◆ Page excerpt:

Using `np.random.choice` , generate **100 megabytes** (8 bits/byte $\times$ 1024 bytes/kilobyte $\times$ 1024
kilobytes/megabyte $\times$ 100) of random data containing 100%, 90%, 80%, 70%, 60%, and 50%
zeros. Be sure to call `np.packbits` on your data before writing it to a file. For example:

In [2]:
import numpy as np
example = np.random.choice([0, 1], size=1024, replace=True, p=[0.5, 0.5])
#example

In [3]:
example = np.packbits(example)
#example

Then write this data to a file in your home directory, like this:

In [4]:
with open("example", "wb") as f:
    f.write(example)

You may notice that your kernel crashes if you try to generate and write too much data at once.
The DataHub containers only allocate 1GB of memory for JupyterHub. You will need to be
creative when generating and writing large amounts of data. Consider using `open(filename, “a”)` or `open(filename, “ab”)` to append to an existing file.

◆ Work order A: In the NumPy random-data exercise, list every percentage of zeros that the generated data should contain.
◆ Work order B: Write out everything in the NumPy random-data exercise from "Then write this" down to "an existing file.".

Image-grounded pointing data
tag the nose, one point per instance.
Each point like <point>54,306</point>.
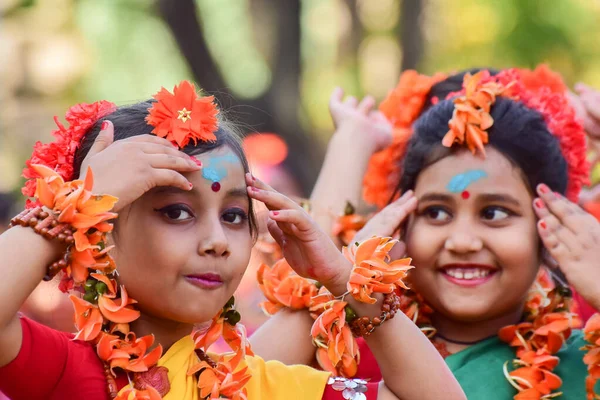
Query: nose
<point>463,239</point>
<point>213,242</point>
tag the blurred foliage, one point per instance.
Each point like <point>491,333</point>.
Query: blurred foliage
<point>58,52</point>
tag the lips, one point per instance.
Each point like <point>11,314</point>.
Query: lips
<point>208,281</point>
<point>468,274</point>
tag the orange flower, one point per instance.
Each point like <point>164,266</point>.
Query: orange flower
<point>337,348</point>
<point>226,380</point>
<point>130,354</point>
<point>592,357</point>
<point>234,336</point>
<point>402,107</point>
<point>347,226</point>
<point>88,319</point>
<point>134,394</point>
<point>182,116</point>
<point>372,273</point>
<point>283,287</point>
<point>471,117</point>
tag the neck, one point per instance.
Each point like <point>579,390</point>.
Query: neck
<point>166,332</point>
<point>458,335</point>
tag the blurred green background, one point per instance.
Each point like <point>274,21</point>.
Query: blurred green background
<point>271,63</point>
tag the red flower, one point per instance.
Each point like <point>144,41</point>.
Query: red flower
<point>182,115</point>
<point>60,154</point>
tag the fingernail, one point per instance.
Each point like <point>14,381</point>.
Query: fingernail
<point>198,162</point>
<point>539,204</point>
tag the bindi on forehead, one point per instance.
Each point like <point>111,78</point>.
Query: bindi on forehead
<point>460,182</point>
<point>216,169</point>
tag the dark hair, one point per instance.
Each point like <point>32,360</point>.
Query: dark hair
<point>518,132</point>
<point>130,121</point>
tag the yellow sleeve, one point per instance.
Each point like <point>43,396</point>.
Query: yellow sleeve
<point>272,380</point>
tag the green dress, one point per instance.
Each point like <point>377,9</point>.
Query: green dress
<point>478,369</point>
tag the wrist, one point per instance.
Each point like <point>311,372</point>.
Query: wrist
<point>354,136</point>
<point>338,283</point>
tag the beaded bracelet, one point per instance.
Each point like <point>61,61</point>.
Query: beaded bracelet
<point>365,326</point>
<point>45,224</point>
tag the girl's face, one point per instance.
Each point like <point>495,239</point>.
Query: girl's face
<point>180,254</point>
<point>473,238</point>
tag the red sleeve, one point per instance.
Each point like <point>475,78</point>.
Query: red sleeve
<point>341,388</point>
<point>50,365</point>
<point>368,368</point>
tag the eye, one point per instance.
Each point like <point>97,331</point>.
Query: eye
<point>235,216</point>
<point>495,213</point>
<point>176,212</point>
<point>437,214</point>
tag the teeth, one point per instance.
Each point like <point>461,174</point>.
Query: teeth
<point>467,273</point>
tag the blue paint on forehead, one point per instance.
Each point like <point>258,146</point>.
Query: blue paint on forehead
<point>461,182</point>
<point>216,169</point>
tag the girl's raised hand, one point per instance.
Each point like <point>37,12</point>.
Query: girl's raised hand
<point>361,119</point>
<point>308,250</point>
<point>572,237</point>
<point>387,221</point>
<point>129,168</point>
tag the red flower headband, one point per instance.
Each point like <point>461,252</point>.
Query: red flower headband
<point>180,116</point>
<point>541,90</point>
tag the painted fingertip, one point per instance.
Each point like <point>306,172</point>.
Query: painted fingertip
<point>196,161</point>
<point>539,204</point>
<point>543,188</point>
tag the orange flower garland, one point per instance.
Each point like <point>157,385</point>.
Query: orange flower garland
<point>547,326</point>
<point>226,377</point>
<point>337,349</point>
<point>471,117</point>
<point>592,358</point>
<point>402,107</point>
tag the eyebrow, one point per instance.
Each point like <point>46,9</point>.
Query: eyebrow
<point>235,192</point>
<point>486,197</point>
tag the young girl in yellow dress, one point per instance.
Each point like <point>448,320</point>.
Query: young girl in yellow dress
<point>152,241</point>
<point>480,180</point>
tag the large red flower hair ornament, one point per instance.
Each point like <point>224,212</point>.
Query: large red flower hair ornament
<point>182,116</point>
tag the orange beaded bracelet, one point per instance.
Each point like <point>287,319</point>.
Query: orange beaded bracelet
<point>46,225</point>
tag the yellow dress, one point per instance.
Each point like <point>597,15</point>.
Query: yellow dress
<point>271,380</point>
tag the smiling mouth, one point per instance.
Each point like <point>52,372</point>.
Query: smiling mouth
<point>205,281</point>
<point>468,275</point>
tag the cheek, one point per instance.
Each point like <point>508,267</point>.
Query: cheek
<point>423,242</point>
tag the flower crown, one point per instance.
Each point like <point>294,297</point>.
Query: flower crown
<point>180,117</point>
<point>541,89</point>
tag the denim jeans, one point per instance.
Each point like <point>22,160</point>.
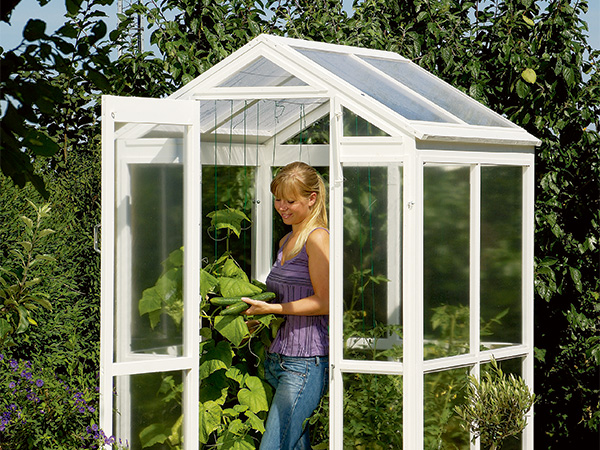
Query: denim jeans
<point>299,385</point>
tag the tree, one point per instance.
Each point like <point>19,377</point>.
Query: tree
<point>531,64</point>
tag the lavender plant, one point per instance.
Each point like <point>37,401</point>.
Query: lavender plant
<point>38,409</point>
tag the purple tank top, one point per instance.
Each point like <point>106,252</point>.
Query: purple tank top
<point>298,335</point>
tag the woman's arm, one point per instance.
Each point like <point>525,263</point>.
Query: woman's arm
<point>317,249</point>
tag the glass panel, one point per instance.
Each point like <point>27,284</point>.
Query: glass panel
<point>372,271</point>
<point>148,411</point>
<point>372,411</point>
<point>514,367</point>
<point>262,72</point>
<point>251,121</point>
<point>355,125</point>
<point>446,259</point>
<point>434,89</point>
<point>442,392</point>
<point>501,255</point>
<point>315,133</point>
<point>375,85</point>
<point>150,309</point>
<point>227,187</point>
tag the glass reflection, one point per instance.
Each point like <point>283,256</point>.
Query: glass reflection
<point>446,260</point>
<point>372,411</point>
<point>501,255</point>
<point>372,306</point>
<point>442,392</point>
<point>156,218</point>
<point>148,410</point>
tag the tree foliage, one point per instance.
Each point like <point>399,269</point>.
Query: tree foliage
<point>527,59</point>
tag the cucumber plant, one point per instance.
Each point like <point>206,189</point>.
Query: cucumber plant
<point>234,396</point>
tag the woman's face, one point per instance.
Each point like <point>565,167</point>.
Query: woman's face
<point>296,210</point>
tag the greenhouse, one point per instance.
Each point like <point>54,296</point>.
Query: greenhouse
<point>431,199</point>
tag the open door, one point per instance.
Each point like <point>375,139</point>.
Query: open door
<point>150,289</point>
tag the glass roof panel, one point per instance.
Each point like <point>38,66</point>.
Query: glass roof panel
<point>375,85</point>
<point>437,91</point>
<point>254,117</point>
<point>262,72</point>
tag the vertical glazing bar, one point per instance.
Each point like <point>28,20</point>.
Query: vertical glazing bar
<point>475,259</point>
<point>262,217</point>
<point>191,279</point>
<point>475,273</point>
<point>413,305</point>
<point>394,240</point>
<point>528,287</point>
<point>107,264</point>
<point>336,281</point>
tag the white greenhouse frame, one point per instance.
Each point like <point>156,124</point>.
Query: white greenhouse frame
<point>184,129</point>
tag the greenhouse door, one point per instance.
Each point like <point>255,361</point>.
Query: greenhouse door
<point>150,285</point>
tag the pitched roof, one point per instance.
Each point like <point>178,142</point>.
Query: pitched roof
<point>272,81</point>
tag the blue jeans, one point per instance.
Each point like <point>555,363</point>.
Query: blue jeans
<point>299,385</point>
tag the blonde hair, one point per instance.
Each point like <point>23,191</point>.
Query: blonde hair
<point>298,180</point>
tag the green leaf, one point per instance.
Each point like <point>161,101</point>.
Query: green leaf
<point>529,75</point>
<point>23,319</point>
<point>210,419</point>
<point>5,328</point>
<point>28,222</point>
<point>34,30</point>
<point>528,21</point>
<point>157,433</point>
<point>228,219</point>
<point>208,283</point>
<point>40,143</point>
<point>45,232</point>
<point>254,395</point>
<point>219,357</point>
<point>232,270</point>
<point>234,287</point>
<point>232,328</point>
<point>576,277</point>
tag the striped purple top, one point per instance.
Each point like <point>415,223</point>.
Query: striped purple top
<point>298,335</point>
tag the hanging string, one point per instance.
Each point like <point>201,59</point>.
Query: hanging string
<point>257,131</point>
<point>216,178</point>
<point>302,124</point>
<point>244,239</point>
<point>230,128</point>
<point>371,245</point>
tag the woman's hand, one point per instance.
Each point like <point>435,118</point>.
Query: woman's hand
<point>258,307</point>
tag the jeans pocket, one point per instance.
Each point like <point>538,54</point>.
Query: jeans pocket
<point>295,366</point>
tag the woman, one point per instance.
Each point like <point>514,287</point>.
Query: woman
<point>297,362</point>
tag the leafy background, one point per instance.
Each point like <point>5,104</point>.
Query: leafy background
<point>51,82</point>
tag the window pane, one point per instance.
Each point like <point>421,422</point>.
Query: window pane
<point>262,72</point>
<point>148,408</point>
<point>156,233</point>
<point>437,91</point>
<point>372,411</point>
<point>509,367</point>
<point>501,255</point>
<point>442,392</point>
<point>372,272</point>
<point>354,125</point>
<point>446,260</point>
<point>227,187</point>
<point>375,85</point>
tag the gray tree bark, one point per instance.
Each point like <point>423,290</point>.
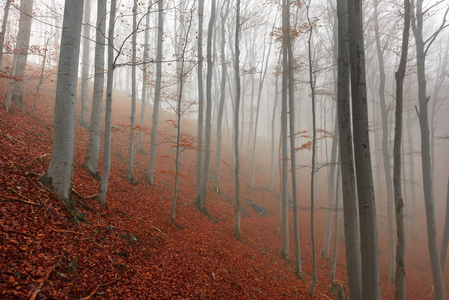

◆ Output A: 100%, 90%, 80%, 70%, 60%, 50%

◆ Output B:
Then write this data to a file in your home directory, like this:

In [4]:
with open("example", "wb") as f:
    f.write(example)

You may notice that your kernel crashes if you try to generate and write too much data at once.
The DataHub containers only allocate 1GB of memory for JupyterHub. You will need to be
creative when generating and writing large amounts of data. Consider using `open(filename, “a”)` or `open(filename, “ab”)` to append to an existing file.